* **Task directions**:
Reproduce the passage on talking to a GP about mental health from "We’re all used" up to and including "about their condition.", replacing "judged" with "criticized" throughout.

* **Document text**:
-.-.-

We’re all used to going to talk to our GPs about even the most embarrassing of physical conditions, but if you’ve never talked to your GP about your mental health, having that initial conversation can be pretty daunting.
Don’t delay, talk today
Common patient concerns include:
- Fear of being labelled and judged by their GP,
- Fear that information will then be on their medical record and that other people (e.g. surgery receptionist/practice nurse) will read it and gossip,
- Fear that a future employer will be able to access the information about their condition.
- Feelings of lack of self worth,
- Doubts that one will be listened to,
- Doubts that anyone cares,
- Fears that one will not be able to explain what is wrong,
- Fear that ones problems would not be understood.
All too frequently used in self justification for avoiding the subject.
Many of us find it difficult to find the words to explain what it is that we are feeling, often not recognising that or not wanting to acknowledge that our problems have an element of mental health involved and instead insisting that they have some undiagnosed physical problem that is causing all of our distress.
As a consequence, many people suffer unnecessarily by delaying talking to their GP until they reach a real crisis point.

-.-.-

* **Listed entries**:
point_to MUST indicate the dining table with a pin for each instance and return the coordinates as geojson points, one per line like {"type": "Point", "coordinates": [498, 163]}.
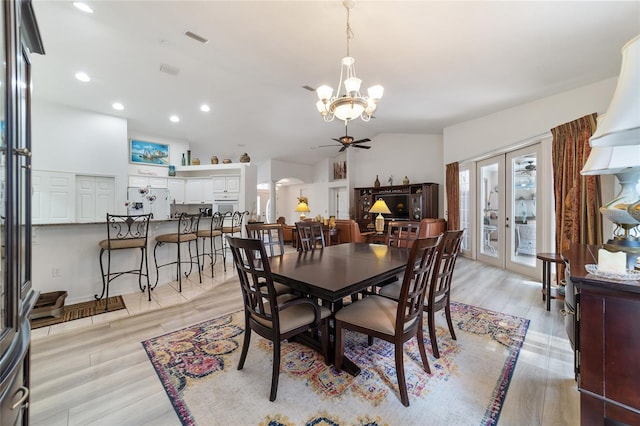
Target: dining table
{"type": "Point", "coordinates": [334, 273]}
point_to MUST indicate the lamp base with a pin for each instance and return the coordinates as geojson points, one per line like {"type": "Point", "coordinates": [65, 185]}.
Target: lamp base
{"type": "Point", "coordinates": [379, 224]}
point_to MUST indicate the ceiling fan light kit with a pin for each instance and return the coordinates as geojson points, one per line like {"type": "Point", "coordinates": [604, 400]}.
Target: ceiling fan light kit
{"type": "Point", "coordinates": [351, 104]}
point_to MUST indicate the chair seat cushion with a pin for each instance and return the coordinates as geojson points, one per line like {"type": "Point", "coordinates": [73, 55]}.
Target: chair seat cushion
{"type": "Point", "coordinates": [391, 291]}
{"type": "Point", "coordinates": [373, 312]}
{"type": "Point", "coordinates": [209, 233]}
{"type": "Point", "coordinates": [122, 244]}
{"type": "Point", "coordinates": [175, 238]}
{"type": "Point", "coordinates": [295, 316]}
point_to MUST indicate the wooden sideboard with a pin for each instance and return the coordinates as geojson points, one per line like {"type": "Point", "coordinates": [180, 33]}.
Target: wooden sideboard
{"type": "Point", "coordinates": [406, 202]}
{"type": "Point", "coordinates": [608, 342]}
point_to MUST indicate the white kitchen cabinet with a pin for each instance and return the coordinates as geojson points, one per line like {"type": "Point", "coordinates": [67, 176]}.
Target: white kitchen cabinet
{"type": "Point", "coordinates": [151, 181]}
{"type": "Point", "coordinates": [226, 184]}
{"type": "Point", "coordinates": [176, 190]}
{"type": "Point", "coordinates": [53, 197]}
{"type": "Point", "coordinates": [95, 197]}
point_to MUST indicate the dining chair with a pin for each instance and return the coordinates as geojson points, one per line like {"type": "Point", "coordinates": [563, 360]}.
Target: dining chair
{"type": "Point", "coordinates": [439, 293]}
{"type": "Point", "coordinates": [213, 231]}
{"type": "Point", "coordinates": [395, 321]}
{"type": "Point", "coordinates": [310, 235]}
{"type": "Point", "coordinates": [125, 232]}
{"type": "Point", "coordinates": [272, 236]}
{"type": "Point", "coordinates": [187, 233]}
{"type": "Point", "coordinates": [272, 317]}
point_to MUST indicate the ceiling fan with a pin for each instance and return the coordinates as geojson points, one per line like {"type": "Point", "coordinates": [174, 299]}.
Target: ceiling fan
{"type": "Point", "coordinates": [348, 141]}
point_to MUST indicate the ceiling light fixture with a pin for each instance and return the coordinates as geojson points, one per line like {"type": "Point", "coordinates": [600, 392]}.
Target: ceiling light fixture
{"type": "Point", "coordinates": [83, 77]}
{"type": "Point", "coordinates": [83, 6]}
{"type": "Point", "coordinates": [351, 104]}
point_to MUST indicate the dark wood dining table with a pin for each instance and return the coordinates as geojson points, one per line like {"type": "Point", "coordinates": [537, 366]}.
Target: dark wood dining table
{"type": "Point", "coordinates": [339, 271]}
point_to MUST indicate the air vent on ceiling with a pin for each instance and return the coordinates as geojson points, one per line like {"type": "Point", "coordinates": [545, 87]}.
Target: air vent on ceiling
{"type": "Point", "coordinates": [169, 69]}
{"type": "Point", "coordinates": [196, 37]}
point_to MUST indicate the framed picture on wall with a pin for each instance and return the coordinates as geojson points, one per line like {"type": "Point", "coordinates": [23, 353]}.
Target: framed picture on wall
{"type": "Point", "coordinates": [143, 152]}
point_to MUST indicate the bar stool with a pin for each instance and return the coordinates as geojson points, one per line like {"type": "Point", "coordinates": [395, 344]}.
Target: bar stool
{"type": "Point", "coordinates": [187, 233]}
{"type": "Point", "coordinates": [124, 232]}
{"type": "Point", "coordinates": [215, 230]}
{"type": "Point", "coordinates": [547, 259]}
{"type": "Point", "coordinates": [235, 227]}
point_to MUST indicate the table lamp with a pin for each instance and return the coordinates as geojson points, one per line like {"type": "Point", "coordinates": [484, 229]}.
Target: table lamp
{"type": "Point", "coordinates": [380, 207]}
{"type": "Point", "coordinates": [302, 208]}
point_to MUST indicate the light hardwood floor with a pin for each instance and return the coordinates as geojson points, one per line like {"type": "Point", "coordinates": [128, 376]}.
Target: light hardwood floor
{"type": "Point", "coordinates": [95, 371]}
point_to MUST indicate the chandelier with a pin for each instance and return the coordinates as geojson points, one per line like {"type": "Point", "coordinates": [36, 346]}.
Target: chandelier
{"type": "Point", "coordinates": [350, 104]}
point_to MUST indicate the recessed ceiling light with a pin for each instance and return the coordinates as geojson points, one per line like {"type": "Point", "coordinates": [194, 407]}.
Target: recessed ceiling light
{"type": "Point", "coordinates": [83, 76]}
{"type": "Point", "coordinates": [83, 6]}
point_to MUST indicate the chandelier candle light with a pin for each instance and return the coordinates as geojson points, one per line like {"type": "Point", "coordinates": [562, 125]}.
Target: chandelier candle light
{"type": "Point", "coordinates": [380, 207]}
{"type": "Point", "coordinates": [351, 104]}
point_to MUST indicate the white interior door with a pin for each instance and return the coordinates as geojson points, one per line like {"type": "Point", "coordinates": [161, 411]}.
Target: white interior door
{"type": "Point", "coordinates": [491, 221]}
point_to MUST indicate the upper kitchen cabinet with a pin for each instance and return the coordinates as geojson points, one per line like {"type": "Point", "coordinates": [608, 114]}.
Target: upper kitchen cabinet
{"type": "Point", "coordinates": [226, 184]}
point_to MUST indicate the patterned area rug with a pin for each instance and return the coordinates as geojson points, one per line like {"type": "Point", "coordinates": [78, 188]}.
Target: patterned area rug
{"type": "Point", "coordinates": [468, 383]}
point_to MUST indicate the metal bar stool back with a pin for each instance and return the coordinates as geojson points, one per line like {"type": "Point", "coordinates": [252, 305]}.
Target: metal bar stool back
{"type": "Point", "coordinates": [124, 232]}
{"type": "Point", "coordinates": [187, 233]}
{"type": "Point", "coordinates": [214, 231]}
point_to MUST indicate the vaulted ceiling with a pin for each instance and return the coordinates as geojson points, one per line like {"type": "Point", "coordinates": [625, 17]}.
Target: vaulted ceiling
{"type": "Point", "coordinates": [441, 63]}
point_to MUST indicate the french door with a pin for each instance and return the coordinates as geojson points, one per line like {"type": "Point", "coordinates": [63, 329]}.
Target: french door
{"type": "Point", "coordinates": [506, 228]}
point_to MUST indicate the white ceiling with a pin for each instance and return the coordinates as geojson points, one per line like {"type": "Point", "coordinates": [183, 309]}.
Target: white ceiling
{"type": "Point", "coordinates": [441, 63]}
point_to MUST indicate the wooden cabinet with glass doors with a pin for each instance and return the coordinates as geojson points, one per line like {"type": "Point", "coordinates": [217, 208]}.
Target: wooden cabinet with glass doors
{"type": "Point", "coordinates": [20, 38]}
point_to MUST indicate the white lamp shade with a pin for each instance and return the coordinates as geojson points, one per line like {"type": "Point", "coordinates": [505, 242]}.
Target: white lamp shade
{"type": "Point", "coordinates": [324, 92]}
{"type": "Point", "coordinates": [621, 124]}
{"type": "Point", "coordinates": [612, 160]}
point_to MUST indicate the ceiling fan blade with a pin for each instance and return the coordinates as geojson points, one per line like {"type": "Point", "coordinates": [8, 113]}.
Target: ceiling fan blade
{"type": "Point", "coordinates": [362, 140]}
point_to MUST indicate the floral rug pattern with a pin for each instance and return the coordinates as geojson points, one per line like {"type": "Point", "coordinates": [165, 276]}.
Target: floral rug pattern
{"type": "Point", "coordinates": [206, 353]}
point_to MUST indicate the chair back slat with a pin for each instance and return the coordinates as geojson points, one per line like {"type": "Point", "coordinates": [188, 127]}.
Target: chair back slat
{"type": "Point", "coordinates": [271, 235]}
{"type": "Point", "coordinates": [256, 281]}
{"type": "Point", "coordinates": [310, 235]}
{"type": "Point", "coordinates": [416, 280]}
{"type": "Point", "coordinates": [447, 254]}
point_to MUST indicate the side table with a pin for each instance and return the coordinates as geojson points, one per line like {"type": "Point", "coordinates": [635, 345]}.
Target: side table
{"type": "Point", "coordinates": [547, 259]}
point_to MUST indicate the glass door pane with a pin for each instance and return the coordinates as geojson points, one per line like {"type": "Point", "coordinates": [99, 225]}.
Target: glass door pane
{"type": "Point", "coordinates": [522, 208]}
{"type": "Point", "coordinates": [490, 206]}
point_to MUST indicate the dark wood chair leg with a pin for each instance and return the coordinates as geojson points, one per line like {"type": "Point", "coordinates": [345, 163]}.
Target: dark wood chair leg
{"type": "Point", "coordinates": [402, 383]}
{"type": "Point", "coordinates": [276, 370]}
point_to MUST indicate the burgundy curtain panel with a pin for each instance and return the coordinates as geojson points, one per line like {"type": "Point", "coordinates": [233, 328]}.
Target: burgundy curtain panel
{"type": "Point", "coordinates": [453, 196]}
{"type": "Point", "coordinates": [577, 198]}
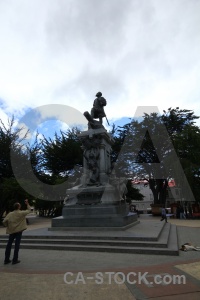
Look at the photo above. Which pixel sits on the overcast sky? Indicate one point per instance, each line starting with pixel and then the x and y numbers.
pixel 136 52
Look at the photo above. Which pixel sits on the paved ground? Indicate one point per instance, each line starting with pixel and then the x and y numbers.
pixel 43 274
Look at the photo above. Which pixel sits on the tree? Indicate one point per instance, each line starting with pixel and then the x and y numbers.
pixel 10 189
pixel 148 150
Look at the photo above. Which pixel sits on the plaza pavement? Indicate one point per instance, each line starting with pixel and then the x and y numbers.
pixel 41 273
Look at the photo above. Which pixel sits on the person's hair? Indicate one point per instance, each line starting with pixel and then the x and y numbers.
pixel 16 206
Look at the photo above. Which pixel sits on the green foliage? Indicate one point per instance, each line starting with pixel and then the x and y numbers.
pixel 146 150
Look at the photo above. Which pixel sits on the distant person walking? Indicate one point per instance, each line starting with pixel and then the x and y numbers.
pixel 16 223
pixel 163 215
pixel 182 215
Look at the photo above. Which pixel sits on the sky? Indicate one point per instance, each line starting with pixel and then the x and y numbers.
pixel 136 52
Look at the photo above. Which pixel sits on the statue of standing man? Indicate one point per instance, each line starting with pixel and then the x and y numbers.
pixel 97 111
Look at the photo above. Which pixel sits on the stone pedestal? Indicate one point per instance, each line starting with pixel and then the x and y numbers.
pixel 95 202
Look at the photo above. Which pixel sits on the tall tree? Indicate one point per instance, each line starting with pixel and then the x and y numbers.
pixel 148 149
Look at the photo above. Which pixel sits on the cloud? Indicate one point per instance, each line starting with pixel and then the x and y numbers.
pixel 136 52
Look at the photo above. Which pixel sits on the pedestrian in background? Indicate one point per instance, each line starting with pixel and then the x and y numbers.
pixel 163 215
pixel 16 223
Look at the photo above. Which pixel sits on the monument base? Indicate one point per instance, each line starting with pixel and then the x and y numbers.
pixel 95 216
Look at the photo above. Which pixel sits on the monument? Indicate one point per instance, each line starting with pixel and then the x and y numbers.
pixel 96 201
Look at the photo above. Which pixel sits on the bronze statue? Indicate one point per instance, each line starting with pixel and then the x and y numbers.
pixel 97 112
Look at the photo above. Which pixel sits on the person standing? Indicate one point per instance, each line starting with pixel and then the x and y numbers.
pixel 16 223
pixel 164 215
pixel 97 111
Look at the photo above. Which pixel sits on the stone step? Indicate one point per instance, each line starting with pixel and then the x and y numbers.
pixel 167 244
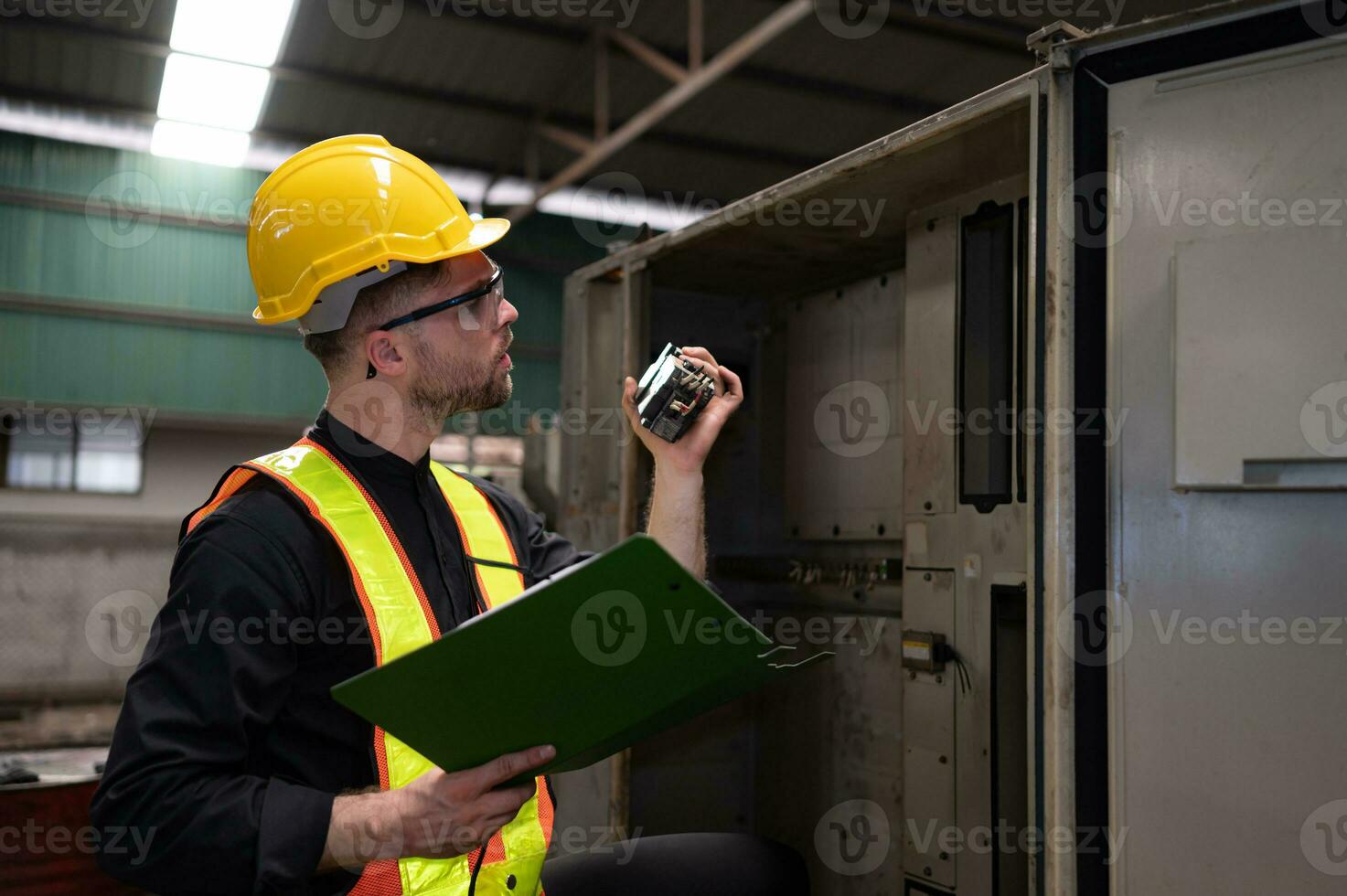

-.-.-

* **Result of this task**:
We’re all used to going to talk to our GPs about even the most embarrassing of physical conditions, but if you’ve never talked to your GP about your mental health, having that initial conversation can be pretty daunting.
Don’t delay, talk today
Common patient concerns include:
- Fear of being labelled and criticized by their GP,
- Fear that information will then be on their medical record and that other people (e.g. surgery receptionist/practice nurse) will read it and gossip,
- Fear that a future employer will be able to access the information about their condition.